= Task set =
1. In the account of the visit to Çavuşin, to which century does the Church of Saint John the Baptist date back?
2. Continue the account of the visit to Çavuşin, starting after its last sentence.

= Provided passage =
The modern village of Çavuşin spread out beneath the Church of Saint John the Baptist (Photograph: Patrick Comerford, 2015)
Patrick Comerford
Easter in the Greek Orthodox calendar falls a week later this year than Western celebrations.
Today [10 April 2015] is Good Friday in the Greek calendar, and I thought of the lost and forgotten Greeks of Cappadocia today when I visited the small village of Çavuşin, about halfway between Göreme and Avanos.
Almost a century ago, most of the people living in Çavuşin were Greek-speaking, Christian Orthodox families, living in houses which were cut into a massive rock wall.
Many guidebooks say the old village was abandoned several decades ago because of rock falls. The truth is most of the people in Çavuşin were forced to leave their hillside homes in the mass expulsions that are referred to today politely as the population exchange between Turkey and Greece.
The family homes in Çavuşin are crumbling and no Greek-speakers live here today (Photograph: Patrick Comerford, 2015)
Çavuşin looks like many an old Greek village. But outside and inside, many of the houses were exposed to hundreds and hundreds of years of weathering and erosion. Today, they are covered in rubble, rocks and boulders, with many of their walls and doors crumbling.
I climbed the narrow winding path that brought me to the top of the village. Below me I could see the modern village, now populated exclusively by Turks, and I could see too the spectacular fairy chimneys that are part of the landscape of Cappadocia.
The modern village of Çavuşin is still a quiet place, disturbed intermittently during the day with the arrival of tour buses.
The Church of Saint John the Baptist is probably one of the oldest and largest cave churches in Cappadocia (Photograph: Patrick Comerford, 2015)
At the top of my climb, I crossed a shaky footbridge and reached the upper church or the Church of Saint John the Baptist, probably one of the oldest and largest cave churches in the region, and dating back to the 5th century.

= Dataset excerpts =

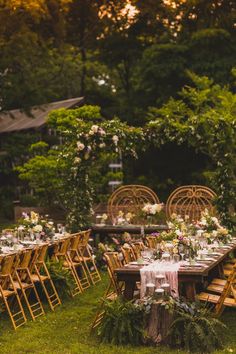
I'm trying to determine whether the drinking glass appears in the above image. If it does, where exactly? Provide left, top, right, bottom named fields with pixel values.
left=179, top=244, right=185, bottom=261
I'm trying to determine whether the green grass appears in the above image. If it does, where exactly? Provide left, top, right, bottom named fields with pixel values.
left=0, top=277, right=236, bottom=354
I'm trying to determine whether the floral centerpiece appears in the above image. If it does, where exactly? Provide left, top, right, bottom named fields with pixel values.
left=116, top=210, right=135, bottom=225
left=17, top=211, right=55, bottom=239
left=160, top=214, right=198, bottom=256
left=142, top=203, right=163, bottom=225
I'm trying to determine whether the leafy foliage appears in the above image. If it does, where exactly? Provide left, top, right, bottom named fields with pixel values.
left=98, top=298, right=145, bottom=345
left=46, top=259, right=74, bottom=297
left=169, top=300, right=225, bottom=353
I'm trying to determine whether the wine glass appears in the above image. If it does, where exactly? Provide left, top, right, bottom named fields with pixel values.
left=179, top=244, right=185, bottom=261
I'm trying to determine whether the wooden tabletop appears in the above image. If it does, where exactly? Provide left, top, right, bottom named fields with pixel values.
left=91, top=224, right=169, bottom=234
left=115, top=244, right=236, bottom=301
left=115, top=244, right=236, bottom=276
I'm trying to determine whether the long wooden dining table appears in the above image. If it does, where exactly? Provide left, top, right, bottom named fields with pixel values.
left=91, top=224, right=169, bottom=245
left=115, top=244, right=236, bottom=301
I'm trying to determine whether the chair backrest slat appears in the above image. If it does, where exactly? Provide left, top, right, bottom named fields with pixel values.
left=107, top=185, right=159, bottom=223
left=166, top=185, right=216, bottom=221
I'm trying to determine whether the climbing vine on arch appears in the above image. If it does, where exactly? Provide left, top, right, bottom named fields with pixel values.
left=145, top=73, right=236, bottom=226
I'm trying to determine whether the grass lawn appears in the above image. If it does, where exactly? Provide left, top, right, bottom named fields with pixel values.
left=0, top=277, right=236, bottom=354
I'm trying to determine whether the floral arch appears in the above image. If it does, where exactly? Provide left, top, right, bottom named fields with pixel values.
left=18, top=78, right=236, bottom=228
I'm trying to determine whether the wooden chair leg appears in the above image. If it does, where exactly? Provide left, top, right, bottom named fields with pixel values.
left=34, top=262, right=61, bottom=311
left=16, top=269, right=45, bottom=321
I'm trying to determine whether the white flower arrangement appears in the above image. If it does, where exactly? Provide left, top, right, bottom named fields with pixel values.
left=77, top=141, right=85, bottom=151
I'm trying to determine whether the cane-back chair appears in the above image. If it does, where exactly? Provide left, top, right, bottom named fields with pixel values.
left=107, top=185, right=160, bottom=223
left=198, top=265, right=236, bottom=316
left=13, top=249, right=45, bottom=321
left=131, top=241, right=145, bottom=259
left=52, top=236, right=83, bottom=297
left=121, top=246, right=137, bottom=264
left=78, top=230, right=101, bottom=285
left=0, top=254, right=27, bottom=329
left=91, top=252, right=123, bottom=329
left=146, top=235, right=158, bottom=249
left=166, top=185, right=216, bottom=221
left=70, top=233, right=91, bottom=290
left=31, top=244, right=61, bottom=311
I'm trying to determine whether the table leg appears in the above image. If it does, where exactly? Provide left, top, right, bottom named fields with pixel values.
left=184, top=282, right=196, bottom=301
left=124, top=280, right=136, bottom=300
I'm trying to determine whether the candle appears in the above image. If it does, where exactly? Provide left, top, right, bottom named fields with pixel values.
left=146, top=283, right=155, bottom=296
left=161, top=283, right=170, bottom=295
left=155, top=274, right=165, bottom=288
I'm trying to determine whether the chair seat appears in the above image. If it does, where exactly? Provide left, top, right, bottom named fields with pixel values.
left=0, top=290, right=15, bottom=297
left=207, top=284, right=224, bottom=294
left=74, top=256, right=92, bottom=262
left=106, top=292, right=117, bottom=301
left=224, top=269, right=232, bottom=277
left=31, top=274, right=48, bottom=282
left=224, top=263, right=234, bottom=270
left=13, top=281, right=32, bottom=289
left=198, top=292, right=236, bottom=307
left=211, top=278, right=226, bottom=286
left=63, top=261, right=79, bottom=268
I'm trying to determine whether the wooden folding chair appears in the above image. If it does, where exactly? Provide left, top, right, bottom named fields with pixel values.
left=52, top=236, right=83, bottom=297
left=13, top=249, right=45, bottom=321
left=78, top=230, right=101, bottom=285
left=198, top=265, right=236, bottom=316
left=121, top=246, right=137, bottom=264
left=69, top=233, right=91, bottom=290
left=91, top=252, right=123, bottom=330
left=146, top=235, right=158, bottom=249
left=31, top=244, right=61, bottom=311
left=131, top=241, right=145, bottom=259
left=0, top=255, right=27, bottom=329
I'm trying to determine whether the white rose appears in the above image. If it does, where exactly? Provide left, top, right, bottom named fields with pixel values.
left=74, top=157, right=82, bottom=164
left=154, top=204, right=163, bottom=213
left=33, top=225, right=43, bottom=232
left=89, top=125, right=99, bottom=135
left=77, top=141, right=85, bottom=151
left=112, top=135, right=119, bottom=145
left=99, top=128, right=106, bottom=136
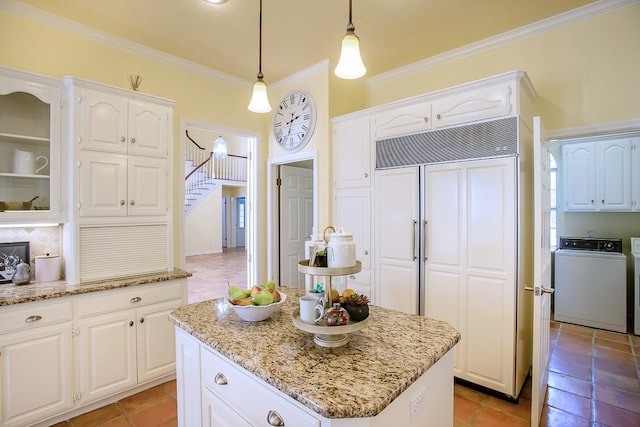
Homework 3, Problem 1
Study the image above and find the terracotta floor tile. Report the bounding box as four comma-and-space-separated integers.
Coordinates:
560, 323, 593, 336
595, 337, 631, 353
594, 384, 640, 414
71, 403, 124, 427
549, 354, 591, 381
547, 387, 591, 416
540, 406, 591, 427
593, 401, 640, 427
548, 371, 592, 399
593, 357, 636, 377
593, 369, 640, 394
473, 408, 529, 427
120, 385, 167, 412
486, 396, 531, 421
453, 394, 481, 425
595, 330, 629, 344
129, 396, 177, 426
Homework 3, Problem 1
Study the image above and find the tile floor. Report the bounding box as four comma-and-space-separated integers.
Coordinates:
56, 249, 640, 427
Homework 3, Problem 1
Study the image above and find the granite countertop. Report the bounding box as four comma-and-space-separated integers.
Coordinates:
0, 268, 191, 307
170, 288, 460, 418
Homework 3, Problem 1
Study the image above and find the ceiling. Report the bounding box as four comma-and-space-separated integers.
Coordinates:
13, 0, 595, 84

= Responses to the exercise =
1. It dates back to the 5th century.

2.
This old church once had three entrances leading to three now almost separate naves. Its cathedral-like proportions are astounding, and this may be the biggest cave church in Cappadocia.
In the past, these three naves were separated only by huge columns, but the spaces between are now filled with stone and rubble, perhaps because of the danger of the building collapsing.
The framed doors and windows of two naves are still in place while the rock enclosing the third nave has collapsed. Inside, most of the frescoes are faded by smoke but some are still visible. There are elaborate mouldings, columns and arches as well as reliefs with crosses and stars, in a style more similar to Syrian church architecture than Byzantine styles.
The church was once famed for holding a relic of Saint Hieron, a local saint. When he was martyred, his severed hand was sent back to his mother in Çavuşin, and was later kept in a votive shrine.
Frescoes on the crumbling narthex of the Nicephoras Phocas Church (Photograph: Patrick Comerford, 2015)
Çavuşin has a second, lower church outside the village and near the main road: Nicephoras Phocas Church, often known simply as Çavuşin Church. This church dates from ca 964/965 and commemorates a visit to Çavuşin by Nicephoras Phocas II, a famous Cappadocian general who wanted to become a monk in Mount Athos but instead became the Byzantine Emperor.
The church was once bigger than it is today. The visible frescoes show that the narthex was once enclosed, but it is now open to the elements because of rock falls. The main church has a barrel-vaulted, high nave and three apses. The complex also includes eight to10 rooms on at least three levels.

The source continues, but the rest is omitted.